• _YOUR ASSIGNMENT_
The answer must consist of each line below that holds the word "lounge", copied as it stands.

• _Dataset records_

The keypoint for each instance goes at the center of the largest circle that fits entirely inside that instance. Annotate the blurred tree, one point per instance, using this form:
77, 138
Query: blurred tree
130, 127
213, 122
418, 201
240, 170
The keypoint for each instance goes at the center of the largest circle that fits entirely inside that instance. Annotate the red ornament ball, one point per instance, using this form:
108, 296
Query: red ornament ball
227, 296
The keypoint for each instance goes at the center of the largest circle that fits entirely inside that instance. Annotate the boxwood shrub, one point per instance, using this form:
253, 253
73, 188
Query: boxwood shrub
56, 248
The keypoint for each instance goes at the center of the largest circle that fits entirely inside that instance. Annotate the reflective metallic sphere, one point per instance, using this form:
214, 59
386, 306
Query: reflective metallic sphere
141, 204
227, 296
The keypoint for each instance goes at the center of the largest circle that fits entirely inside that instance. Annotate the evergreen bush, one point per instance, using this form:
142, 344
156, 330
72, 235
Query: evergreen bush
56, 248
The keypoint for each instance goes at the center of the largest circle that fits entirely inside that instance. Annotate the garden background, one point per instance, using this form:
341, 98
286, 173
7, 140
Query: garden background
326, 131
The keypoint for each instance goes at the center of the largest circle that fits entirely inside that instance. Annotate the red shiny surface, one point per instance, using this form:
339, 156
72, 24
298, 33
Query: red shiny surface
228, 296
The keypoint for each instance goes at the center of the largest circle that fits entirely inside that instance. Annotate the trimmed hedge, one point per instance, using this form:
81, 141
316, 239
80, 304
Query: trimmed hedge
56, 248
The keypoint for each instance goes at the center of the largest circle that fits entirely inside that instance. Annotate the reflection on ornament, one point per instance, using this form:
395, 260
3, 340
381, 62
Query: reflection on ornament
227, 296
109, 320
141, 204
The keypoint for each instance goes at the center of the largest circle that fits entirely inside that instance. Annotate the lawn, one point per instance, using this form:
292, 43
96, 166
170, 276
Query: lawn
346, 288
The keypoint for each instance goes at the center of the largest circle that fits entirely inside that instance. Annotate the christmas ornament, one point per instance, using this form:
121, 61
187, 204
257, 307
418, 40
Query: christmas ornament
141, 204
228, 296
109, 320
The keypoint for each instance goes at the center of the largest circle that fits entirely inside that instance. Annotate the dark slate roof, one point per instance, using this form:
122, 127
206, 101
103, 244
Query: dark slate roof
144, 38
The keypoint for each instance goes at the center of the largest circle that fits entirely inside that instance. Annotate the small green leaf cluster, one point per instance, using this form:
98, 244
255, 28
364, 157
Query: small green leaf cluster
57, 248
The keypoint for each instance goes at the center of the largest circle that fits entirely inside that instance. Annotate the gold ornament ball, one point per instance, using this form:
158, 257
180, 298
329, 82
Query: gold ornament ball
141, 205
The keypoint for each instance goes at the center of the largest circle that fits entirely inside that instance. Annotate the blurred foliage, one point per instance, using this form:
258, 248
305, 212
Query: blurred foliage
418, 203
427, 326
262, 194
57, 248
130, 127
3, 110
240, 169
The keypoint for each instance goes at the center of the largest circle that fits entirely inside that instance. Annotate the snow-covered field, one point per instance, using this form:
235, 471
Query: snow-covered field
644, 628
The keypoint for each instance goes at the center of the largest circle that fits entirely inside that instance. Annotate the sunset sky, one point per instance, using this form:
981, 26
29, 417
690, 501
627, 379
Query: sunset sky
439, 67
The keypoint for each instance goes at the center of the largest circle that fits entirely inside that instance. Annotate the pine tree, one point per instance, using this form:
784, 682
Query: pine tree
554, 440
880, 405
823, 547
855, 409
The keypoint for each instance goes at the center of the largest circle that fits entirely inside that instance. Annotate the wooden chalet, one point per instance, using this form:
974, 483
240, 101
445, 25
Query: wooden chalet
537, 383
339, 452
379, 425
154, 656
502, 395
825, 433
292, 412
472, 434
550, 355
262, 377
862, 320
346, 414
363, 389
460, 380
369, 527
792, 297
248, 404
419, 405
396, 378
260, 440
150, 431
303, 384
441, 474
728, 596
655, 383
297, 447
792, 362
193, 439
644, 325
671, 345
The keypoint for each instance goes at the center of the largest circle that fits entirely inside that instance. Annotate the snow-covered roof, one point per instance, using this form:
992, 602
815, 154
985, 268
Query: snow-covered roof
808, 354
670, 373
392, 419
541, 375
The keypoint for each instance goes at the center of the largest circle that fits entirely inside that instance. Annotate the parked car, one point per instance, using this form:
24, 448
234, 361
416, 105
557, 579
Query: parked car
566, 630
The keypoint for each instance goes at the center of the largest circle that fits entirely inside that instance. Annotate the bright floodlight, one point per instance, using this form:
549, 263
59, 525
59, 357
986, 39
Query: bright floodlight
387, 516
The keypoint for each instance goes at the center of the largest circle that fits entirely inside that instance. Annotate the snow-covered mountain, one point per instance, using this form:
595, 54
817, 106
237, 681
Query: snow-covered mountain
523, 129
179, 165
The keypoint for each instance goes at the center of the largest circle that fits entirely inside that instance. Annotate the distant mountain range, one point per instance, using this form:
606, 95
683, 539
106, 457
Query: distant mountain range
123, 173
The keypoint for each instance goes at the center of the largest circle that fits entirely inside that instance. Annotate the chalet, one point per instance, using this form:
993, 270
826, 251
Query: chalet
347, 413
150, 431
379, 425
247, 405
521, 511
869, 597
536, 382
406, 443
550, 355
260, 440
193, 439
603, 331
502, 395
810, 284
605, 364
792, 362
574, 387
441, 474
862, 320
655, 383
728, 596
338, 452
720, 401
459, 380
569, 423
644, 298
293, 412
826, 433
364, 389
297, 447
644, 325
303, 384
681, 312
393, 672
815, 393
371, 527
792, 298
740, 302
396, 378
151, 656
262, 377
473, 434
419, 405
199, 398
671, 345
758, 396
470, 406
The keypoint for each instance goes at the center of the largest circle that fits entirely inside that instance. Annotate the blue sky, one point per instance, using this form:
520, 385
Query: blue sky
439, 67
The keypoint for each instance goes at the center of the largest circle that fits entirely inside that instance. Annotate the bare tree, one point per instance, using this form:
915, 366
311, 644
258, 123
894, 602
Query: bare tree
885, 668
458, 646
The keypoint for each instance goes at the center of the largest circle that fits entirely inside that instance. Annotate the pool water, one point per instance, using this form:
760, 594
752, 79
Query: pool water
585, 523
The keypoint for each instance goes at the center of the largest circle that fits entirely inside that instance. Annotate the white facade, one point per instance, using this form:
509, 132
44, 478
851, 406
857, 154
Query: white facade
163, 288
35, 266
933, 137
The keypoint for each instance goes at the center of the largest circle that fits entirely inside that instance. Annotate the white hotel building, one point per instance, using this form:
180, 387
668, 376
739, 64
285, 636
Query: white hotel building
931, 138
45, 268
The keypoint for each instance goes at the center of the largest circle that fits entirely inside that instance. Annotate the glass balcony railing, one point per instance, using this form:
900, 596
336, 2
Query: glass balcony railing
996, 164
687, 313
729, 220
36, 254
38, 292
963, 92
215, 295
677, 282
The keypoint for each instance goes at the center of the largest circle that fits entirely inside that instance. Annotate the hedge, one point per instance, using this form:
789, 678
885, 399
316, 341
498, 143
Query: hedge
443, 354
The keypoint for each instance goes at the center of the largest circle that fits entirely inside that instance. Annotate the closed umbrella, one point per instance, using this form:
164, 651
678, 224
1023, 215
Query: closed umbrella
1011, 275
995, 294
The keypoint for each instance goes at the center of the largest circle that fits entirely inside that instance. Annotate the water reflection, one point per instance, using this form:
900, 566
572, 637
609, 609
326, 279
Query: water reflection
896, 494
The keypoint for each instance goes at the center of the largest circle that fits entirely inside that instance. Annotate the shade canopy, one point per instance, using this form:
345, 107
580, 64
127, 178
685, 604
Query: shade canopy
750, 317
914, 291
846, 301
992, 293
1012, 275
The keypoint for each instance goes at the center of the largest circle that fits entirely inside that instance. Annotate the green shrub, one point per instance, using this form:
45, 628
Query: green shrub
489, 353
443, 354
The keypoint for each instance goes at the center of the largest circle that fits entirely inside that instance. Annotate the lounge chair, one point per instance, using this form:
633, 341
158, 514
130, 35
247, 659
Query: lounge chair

• _EXERCISE ANSWER_
The keypoint for each instance goes at the center of the largest circle that fits entirely inside that instance. Annotate the lounge chair, one point per instance, using this form:
Query: lounge chair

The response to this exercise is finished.